--- BEGIN ---

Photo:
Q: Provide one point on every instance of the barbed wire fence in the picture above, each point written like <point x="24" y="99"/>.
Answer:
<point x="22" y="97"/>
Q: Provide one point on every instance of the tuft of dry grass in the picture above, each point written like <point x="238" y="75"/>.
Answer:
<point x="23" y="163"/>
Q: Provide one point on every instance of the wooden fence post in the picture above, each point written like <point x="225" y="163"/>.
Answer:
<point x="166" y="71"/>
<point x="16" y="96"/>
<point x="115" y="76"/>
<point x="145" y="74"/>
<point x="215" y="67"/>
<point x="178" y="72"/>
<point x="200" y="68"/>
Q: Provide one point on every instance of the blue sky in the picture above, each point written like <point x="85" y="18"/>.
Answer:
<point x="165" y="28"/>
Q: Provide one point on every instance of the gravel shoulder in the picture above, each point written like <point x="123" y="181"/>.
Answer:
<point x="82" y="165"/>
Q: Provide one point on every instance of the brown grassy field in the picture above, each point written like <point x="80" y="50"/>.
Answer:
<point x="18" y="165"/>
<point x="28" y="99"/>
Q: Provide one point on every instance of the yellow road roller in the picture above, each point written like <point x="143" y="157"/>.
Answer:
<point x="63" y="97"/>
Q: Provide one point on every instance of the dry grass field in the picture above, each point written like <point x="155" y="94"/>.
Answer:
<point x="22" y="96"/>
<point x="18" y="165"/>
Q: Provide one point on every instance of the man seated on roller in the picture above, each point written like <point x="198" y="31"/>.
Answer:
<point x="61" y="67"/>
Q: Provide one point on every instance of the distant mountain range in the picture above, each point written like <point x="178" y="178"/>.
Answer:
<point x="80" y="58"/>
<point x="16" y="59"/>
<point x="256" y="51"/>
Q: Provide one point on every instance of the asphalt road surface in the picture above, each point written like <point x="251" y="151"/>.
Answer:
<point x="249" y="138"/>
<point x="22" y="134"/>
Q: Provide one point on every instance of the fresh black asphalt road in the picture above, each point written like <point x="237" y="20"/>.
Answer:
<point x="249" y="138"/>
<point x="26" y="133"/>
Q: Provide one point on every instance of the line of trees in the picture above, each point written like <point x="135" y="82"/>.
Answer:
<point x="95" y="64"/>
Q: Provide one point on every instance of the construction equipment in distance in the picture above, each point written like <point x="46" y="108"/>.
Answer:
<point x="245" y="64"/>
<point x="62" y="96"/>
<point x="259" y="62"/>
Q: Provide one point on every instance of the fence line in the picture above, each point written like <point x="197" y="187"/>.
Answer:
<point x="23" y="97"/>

--- END ---

Copy everything from the line containing "Q: Provide one point on every instance of the construction" down through the last line of the entries, keeping each line unchanged.

Q: Provide one point on every instance of the construction equipment in distance in the picture above, each point written like <point x="46" y="108"/>.
Answer:
<point x="245" y="64"/>
<point x="62" y="96"/>
<point x="259" y="62"/>
Q: Provide one point on every instance of the fence line in the picture above, each point written like <point x="197" y="187"/>.
Answer:
<point x="23" y="97"/>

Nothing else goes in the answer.